#### [EXERCISE DETAILS]
Please rename "rough mask" to "coarse mask" throughout the entries below, and reproduce everything else unchanged.

Saved entries:
■ ■ ■ ■

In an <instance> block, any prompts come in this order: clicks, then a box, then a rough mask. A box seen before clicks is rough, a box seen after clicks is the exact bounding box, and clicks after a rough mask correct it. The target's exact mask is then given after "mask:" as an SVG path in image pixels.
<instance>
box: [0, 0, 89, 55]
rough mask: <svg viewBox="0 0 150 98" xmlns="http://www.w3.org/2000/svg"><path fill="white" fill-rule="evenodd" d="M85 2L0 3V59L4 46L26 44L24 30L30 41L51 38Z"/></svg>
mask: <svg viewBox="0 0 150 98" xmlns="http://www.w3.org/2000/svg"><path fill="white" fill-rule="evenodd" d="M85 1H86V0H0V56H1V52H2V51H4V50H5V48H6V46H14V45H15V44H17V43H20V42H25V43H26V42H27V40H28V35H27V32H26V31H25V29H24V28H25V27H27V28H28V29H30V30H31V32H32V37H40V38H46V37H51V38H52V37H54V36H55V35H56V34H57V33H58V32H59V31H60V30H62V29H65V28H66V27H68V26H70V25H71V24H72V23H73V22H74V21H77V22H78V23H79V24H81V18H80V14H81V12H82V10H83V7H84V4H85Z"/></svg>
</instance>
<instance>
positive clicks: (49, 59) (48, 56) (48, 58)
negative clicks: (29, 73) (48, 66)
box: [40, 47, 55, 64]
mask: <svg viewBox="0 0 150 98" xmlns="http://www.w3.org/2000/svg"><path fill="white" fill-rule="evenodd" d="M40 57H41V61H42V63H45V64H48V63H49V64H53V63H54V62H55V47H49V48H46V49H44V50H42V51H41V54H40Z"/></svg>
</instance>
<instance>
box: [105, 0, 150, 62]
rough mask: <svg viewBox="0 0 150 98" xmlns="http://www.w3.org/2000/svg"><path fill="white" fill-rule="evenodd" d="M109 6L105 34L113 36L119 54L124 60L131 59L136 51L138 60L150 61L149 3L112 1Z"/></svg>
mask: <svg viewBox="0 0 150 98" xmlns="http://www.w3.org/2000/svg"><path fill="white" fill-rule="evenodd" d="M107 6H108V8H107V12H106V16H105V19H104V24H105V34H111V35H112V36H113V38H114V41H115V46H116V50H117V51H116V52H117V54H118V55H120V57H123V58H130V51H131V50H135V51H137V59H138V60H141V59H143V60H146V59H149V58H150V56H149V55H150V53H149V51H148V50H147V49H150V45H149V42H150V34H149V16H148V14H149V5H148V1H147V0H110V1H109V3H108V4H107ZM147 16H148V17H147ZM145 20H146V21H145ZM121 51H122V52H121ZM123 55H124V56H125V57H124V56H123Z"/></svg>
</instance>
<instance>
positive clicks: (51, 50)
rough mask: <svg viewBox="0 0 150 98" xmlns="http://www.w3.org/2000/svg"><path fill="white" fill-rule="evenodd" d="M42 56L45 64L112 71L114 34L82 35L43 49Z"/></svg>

■ ■ ■ ■

#### [SOLUTION TO THIS PROBLEM]
In an <instance> block, any prompts come in this order: clicks, then a box, then a coarse mask. A box seen before clicks is rough, a box seen after clicks is the exact bounding box, and clicks after a coarse mask correct it. The target's exact mask is then given after "mask:" as an SVG path in image pixels.
<instance>
box: [0, 0, 89, 55]
coarse mask: <svg viewBox="0 0 150 98" xmlns="http://www.w3.org/2000/svg"><path fill="white" fill-rule="evenodd" d="M85 2L0 3V59L4 46L26 44L24 30L30 41L51 38Z"/></svg>
mask: <svg viewBox="0 0 150 98" xmlns="http://www.w3.org/2000/svg"><path fill="white" fill-rule="evenodd" d="M85 1H86V0H0V56H1V52H2V51H4V50H5V48H6V46H14V45H15V44H17V43H20V42H25V43H26V42H27V40H28V35H27V32H26V31H25V29H24V28H25V27H27V28H28V29H30V30H31V32H32V37H40V38H46V37H51V38H52V37H54V36H55V35H56V34H57V33H58V32H59V31H60V30H62V29H65V28H66V27H68V26H70V25H71V24H72V23H73V22H74V21H77V22H78V23H79V24H81V18H80V14H81V12H82V10H83V7H84V4H85Z"/></svg>
</instance>
<instance>
positive clicks: (49, 59) (48, 56) (48, 58)
negative clicks: (29, 73) (48, 66)
box: [40, 47, 55, 64]
mask: <svg viewBox="0 0 150 98" xmlns="http://www.w3.org/2000/svg"><path fill="white" fill-rule="evenodd" d="M40 57H41V61H42V63H45V64H48V63H49V64H53V63H54V62H55V47H49V48H46V49H44V50H42V51H41V54H40Z"/></svg>
</instance>
<instance>
box: [105, 0, 150, 62]
coarse mask: <svg viewBox="0 0 150 98" xmlns="http://www.w3.org/2000/svg"><path fill="white" fill-rule="evenodd" d="M109 6L105 34L113 36L119 54L124 60L131 59L136 51L138 60L150 61L149 3L112 1Z"/></svg>
mask: <svg viewBox="0 0 150 98" xmlns="http://www.w3.org/2000/svg"><path fill="white" fill-rule="evenodd" d="M107 6H108V8H107V12H106V16H105V19H104V24H105V34H111V35H112V36H113V38H114V41H115V46H116V50H117V51H116V52H117V54H118V55H120V57H123V58H130V51H131V50H135V51H137V59H138V60H141V59H143V60H146V59H149V58H150V56H149V55H150V53H149V51H148V50H147V49H150V45H149V42H150V34H149V16H148V14H149V5H148V1H147V0H110V1H109V3H108V4H107ZM147 16H148V17H147ZM145 20H146V21H145ZM121 51H122V52H121ZM123 55H124V56H125V57H124V56H123Z"/></svg>
</instance>
<instance>
positive clicks: (51, 50)
coarse mask: <svg viewBox="0 0 150 98" xmlns="http://www.w3.org/2000/svg"><path fill="white" fill-rule="evenodd" d="M42 56L45 64L112 71L114 34L82 35L43 49Z"/></svg>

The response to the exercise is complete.